--- begin ---

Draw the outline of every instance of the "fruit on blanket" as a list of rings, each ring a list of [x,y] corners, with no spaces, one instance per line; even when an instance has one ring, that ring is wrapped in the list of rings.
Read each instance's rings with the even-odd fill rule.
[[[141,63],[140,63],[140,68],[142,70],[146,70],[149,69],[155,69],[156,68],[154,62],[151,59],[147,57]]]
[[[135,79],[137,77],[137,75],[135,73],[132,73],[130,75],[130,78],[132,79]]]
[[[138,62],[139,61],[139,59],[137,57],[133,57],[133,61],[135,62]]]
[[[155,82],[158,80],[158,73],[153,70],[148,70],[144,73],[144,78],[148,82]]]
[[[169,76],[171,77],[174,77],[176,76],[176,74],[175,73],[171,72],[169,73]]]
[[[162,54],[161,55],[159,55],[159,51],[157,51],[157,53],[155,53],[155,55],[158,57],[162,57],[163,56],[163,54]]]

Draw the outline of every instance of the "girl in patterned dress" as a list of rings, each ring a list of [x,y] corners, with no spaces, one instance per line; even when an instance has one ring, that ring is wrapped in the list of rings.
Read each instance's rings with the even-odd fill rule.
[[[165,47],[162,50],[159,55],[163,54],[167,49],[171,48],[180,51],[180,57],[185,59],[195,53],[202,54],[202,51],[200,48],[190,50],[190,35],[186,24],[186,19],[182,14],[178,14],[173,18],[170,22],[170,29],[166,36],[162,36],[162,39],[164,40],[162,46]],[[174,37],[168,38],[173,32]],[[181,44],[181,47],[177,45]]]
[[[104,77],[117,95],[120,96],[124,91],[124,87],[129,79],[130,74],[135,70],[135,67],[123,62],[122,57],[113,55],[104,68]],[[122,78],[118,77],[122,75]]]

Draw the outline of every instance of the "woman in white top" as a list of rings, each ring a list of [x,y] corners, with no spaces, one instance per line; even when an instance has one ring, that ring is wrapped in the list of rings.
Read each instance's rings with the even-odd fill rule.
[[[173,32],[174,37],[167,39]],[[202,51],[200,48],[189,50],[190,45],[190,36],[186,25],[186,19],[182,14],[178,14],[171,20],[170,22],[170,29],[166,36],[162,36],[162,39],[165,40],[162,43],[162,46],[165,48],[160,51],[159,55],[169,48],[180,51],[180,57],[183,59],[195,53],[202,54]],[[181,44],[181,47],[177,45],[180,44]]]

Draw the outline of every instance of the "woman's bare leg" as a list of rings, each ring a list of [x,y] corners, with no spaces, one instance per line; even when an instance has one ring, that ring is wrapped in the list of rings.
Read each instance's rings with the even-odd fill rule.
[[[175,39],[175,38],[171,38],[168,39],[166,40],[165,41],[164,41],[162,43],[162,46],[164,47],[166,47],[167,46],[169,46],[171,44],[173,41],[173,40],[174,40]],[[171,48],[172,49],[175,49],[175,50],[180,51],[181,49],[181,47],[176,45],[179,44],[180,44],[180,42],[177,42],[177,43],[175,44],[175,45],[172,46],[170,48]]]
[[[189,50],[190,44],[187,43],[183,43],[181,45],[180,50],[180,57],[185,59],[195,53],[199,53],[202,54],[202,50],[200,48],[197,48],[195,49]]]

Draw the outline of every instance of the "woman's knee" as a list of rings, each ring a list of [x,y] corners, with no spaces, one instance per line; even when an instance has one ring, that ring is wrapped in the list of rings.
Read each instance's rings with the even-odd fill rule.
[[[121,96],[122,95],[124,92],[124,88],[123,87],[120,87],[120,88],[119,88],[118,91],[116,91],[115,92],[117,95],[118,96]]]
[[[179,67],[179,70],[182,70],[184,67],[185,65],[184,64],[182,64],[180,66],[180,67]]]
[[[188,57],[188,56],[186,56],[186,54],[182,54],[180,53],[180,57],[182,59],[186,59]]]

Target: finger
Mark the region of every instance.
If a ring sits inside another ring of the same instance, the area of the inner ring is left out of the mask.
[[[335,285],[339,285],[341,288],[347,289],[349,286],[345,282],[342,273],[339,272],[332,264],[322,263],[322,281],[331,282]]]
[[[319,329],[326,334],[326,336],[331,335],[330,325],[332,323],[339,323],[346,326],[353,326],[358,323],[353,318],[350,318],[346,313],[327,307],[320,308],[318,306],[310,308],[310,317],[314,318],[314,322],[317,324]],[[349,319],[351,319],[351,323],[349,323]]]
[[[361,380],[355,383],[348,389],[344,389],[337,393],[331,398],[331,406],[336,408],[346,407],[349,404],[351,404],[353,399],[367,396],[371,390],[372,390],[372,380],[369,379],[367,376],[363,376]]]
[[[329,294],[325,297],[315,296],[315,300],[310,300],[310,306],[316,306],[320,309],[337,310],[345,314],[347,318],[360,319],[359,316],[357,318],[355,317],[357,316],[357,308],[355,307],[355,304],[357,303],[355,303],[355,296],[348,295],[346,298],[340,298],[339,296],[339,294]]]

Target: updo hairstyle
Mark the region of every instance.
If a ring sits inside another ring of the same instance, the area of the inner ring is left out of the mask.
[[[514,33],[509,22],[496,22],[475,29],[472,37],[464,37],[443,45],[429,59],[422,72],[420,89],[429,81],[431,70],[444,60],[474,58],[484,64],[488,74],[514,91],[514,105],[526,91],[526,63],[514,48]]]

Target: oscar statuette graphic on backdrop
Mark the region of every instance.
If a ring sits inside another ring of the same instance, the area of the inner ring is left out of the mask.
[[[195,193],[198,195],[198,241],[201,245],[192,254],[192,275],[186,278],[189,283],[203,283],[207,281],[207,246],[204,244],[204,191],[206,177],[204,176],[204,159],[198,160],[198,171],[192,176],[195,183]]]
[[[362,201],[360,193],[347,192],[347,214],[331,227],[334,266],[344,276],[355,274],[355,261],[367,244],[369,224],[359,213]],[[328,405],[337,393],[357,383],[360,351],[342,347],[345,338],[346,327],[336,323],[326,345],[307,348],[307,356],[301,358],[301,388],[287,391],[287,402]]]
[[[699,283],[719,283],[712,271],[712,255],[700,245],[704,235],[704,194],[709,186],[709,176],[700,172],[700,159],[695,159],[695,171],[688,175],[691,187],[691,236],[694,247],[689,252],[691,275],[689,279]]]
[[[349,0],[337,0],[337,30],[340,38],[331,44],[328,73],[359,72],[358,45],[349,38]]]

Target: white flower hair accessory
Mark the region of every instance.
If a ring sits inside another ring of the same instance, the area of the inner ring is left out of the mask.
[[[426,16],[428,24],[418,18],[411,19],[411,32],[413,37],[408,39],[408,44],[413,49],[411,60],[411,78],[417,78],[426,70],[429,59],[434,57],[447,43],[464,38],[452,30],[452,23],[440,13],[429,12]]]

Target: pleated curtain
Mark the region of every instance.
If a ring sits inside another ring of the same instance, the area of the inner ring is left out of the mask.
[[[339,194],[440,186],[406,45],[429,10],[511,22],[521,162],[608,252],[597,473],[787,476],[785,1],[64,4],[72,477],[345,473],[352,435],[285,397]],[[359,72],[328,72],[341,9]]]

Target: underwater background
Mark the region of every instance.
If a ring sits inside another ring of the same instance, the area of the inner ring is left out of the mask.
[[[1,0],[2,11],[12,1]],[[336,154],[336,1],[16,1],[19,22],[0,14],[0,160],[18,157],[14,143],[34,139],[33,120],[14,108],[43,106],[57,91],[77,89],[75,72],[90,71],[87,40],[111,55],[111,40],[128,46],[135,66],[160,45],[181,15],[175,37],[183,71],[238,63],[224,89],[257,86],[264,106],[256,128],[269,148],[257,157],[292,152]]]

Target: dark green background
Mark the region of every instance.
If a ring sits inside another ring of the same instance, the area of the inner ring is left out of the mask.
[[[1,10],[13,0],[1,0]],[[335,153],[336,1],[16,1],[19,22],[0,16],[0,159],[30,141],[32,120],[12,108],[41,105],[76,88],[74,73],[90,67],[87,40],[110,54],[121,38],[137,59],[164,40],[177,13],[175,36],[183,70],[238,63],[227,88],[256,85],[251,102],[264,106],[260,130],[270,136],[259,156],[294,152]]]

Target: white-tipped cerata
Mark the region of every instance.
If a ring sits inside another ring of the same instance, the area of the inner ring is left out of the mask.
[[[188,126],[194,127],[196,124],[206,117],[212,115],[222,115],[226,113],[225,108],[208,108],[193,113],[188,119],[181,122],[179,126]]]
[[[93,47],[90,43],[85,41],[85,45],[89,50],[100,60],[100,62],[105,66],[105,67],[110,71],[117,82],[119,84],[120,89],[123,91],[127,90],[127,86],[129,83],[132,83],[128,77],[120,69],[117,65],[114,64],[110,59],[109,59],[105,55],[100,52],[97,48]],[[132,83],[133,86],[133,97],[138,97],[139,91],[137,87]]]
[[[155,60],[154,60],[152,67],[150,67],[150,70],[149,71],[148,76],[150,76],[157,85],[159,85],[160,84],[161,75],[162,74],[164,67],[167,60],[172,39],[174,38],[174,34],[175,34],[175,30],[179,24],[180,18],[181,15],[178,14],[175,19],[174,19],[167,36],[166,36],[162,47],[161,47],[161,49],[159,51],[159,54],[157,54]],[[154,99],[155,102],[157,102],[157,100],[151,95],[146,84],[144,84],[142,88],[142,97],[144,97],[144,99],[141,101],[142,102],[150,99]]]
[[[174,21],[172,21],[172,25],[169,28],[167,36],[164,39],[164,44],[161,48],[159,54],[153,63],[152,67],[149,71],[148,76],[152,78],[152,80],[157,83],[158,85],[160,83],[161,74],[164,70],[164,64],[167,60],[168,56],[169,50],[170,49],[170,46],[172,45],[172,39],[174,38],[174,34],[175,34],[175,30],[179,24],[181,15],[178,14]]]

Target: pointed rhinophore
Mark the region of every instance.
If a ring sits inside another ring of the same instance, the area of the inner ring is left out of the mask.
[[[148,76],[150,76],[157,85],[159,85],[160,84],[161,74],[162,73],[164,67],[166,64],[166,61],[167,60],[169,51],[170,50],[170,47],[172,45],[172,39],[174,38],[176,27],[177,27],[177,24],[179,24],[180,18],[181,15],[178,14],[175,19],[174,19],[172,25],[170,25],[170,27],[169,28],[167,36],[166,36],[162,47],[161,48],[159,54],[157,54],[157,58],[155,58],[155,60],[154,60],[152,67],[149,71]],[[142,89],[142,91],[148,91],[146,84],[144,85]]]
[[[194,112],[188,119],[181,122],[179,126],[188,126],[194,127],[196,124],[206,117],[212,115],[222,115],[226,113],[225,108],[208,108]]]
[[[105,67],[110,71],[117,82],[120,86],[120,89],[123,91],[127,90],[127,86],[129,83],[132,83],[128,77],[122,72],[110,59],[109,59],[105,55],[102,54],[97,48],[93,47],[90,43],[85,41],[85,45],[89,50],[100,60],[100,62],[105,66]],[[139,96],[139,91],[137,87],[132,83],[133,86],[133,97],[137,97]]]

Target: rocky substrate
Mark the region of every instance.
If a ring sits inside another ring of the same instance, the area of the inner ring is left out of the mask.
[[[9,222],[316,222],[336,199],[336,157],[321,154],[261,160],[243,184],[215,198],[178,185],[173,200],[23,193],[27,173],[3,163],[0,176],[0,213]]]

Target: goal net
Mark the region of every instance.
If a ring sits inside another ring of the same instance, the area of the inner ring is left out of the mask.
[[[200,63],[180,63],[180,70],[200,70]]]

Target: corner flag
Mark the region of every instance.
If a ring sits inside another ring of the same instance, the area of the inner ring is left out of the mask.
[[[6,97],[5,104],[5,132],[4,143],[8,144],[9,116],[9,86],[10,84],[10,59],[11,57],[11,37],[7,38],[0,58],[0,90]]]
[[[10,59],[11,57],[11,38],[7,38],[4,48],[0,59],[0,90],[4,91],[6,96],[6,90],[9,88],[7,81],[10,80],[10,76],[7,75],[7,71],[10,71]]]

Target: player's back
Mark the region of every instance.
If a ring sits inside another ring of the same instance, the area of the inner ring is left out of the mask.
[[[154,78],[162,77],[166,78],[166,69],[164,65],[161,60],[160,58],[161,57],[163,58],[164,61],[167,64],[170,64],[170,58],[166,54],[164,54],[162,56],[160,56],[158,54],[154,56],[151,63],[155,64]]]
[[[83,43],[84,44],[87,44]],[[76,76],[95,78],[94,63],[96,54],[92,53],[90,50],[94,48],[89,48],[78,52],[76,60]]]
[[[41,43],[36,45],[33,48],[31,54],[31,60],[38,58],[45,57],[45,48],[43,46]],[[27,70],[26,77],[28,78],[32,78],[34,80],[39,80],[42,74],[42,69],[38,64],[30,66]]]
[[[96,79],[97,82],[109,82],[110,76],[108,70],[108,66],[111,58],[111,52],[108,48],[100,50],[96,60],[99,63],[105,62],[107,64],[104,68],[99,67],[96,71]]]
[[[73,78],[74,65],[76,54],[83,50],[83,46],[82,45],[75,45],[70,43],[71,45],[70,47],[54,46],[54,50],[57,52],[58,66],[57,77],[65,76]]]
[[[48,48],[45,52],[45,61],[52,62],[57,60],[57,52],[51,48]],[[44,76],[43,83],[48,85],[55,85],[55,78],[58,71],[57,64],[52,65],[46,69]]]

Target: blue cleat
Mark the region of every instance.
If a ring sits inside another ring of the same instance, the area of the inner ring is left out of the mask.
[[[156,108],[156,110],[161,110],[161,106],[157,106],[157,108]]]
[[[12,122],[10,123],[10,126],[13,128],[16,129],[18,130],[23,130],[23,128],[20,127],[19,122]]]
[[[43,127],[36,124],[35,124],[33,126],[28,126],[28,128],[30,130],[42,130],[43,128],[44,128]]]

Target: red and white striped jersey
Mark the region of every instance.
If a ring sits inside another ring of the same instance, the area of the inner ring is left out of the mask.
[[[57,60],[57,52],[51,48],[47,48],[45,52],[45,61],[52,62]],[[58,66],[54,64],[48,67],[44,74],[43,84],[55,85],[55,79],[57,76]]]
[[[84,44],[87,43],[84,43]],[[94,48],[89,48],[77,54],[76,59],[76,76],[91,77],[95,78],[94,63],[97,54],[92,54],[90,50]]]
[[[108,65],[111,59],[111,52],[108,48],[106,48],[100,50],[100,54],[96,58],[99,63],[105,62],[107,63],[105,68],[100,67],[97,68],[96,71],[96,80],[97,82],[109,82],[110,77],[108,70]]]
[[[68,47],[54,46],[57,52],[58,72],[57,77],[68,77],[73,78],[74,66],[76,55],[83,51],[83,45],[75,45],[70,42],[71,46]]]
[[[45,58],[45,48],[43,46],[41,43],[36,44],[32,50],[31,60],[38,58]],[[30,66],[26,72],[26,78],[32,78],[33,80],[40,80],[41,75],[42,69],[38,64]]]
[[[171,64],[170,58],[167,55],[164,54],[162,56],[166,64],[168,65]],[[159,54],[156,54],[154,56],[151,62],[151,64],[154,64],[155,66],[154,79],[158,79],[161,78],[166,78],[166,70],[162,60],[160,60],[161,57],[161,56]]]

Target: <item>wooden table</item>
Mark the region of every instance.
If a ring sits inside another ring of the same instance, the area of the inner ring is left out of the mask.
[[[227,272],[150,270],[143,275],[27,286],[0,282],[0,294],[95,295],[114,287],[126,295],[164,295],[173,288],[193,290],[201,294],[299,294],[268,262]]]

--- end ---

DO THIS -
List every line in the material above that contains the word "background", copying each line in full. Case counts.

THE SOLUTION -
Target: underwater background
Target: dark green background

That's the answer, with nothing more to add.